- _PROBLEM DETAILS_
Can you copy every line of the data below word for word, with nothing changed?

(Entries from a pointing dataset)
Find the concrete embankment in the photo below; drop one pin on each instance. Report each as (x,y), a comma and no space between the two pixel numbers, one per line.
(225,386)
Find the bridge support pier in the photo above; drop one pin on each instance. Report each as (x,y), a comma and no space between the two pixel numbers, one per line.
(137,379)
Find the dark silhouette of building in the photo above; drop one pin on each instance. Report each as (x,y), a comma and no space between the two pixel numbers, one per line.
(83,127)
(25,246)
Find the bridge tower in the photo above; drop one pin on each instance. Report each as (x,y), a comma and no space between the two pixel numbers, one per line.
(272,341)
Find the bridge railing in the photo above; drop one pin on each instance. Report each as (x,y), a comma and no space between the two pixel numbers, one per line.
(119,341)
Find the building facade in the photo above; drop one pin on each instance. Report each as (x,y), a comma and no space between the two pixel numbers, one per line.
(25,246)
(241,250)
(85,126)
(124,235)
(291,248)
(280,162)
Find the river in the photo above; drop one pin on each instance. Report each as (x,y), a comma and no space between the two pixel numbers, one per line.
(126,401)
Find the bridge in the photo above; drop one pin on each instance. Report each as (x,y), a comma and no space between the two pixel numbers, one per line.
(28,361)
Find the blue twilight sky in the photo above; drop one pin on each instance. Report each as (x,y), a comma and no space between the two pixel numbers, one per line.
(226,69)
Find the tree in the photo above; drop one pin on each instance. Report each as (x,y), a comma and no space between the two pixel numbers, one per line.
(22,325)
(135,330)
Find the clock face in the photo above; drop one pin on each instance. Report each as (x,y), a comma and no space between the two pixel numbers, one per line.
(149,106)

- _ANSWER TO THE TASK_
Find the concrete embankment in the photo below; drop one pin on each instance. Report each as (x,y), a comma and no space between the two pixel numbers, one per line.
(225,386)
Find the bridge support pier in the photo above; drop one pin on each instance. Report each as (x,y), a comma and no space between the two pixel numbers, one per line.
(137,379)
Find the dark silhouette of building in the photo above; drop one pin on each instance. Report each as (x,y), a comma and no space between the two pixel numbers, one per line.
(83,127)
(25,246)
Find the bridge tower in the photo above; drop one pin on each instance. Report each as (x,y), a comma and no space between the two pixel numbers, one per line.
(272,341)
Find the bridge railing in the photo above; drop one pin on each instance. Report each as (x,y), a comma and no space between the two pixel numbers, one per line.
(119,341)
Find the building facade in the photo above; drop one pin on each instance. Report each as (x,y), a comma and no space between the two pixel numbers, one per line.
(25,246)
(241,250)
(85,126)
(124,235)
(291,248)
(280,162)
Find the river in the photo above; drop one pin on each instance. Report each as (x,y), a comma and no space between the two pixel numbers, one per line.
(126,401)
Find the bridge in the photo above; drop one pin on each instance. Report each as (x,y), a comma and no space between the two pixel numbers, one per line.
(28,361)
Find the blue twilight sky in the photo above; drop one pin on each instance. Report each as (x,y), a comma and no space between the two pixel numbers, one per line.
(226,69)
Find the tree in the photo above; drop one pin on each instance. Report each as (x,y), a comma and no space between the two pixel numbers, one per line.
(22,325)
(135,330)
Find the clock face in the photo above; drop one pin on each instance. Report each as (x,y), a comma and no space between the two pixel numbers, one per line.
(149,106)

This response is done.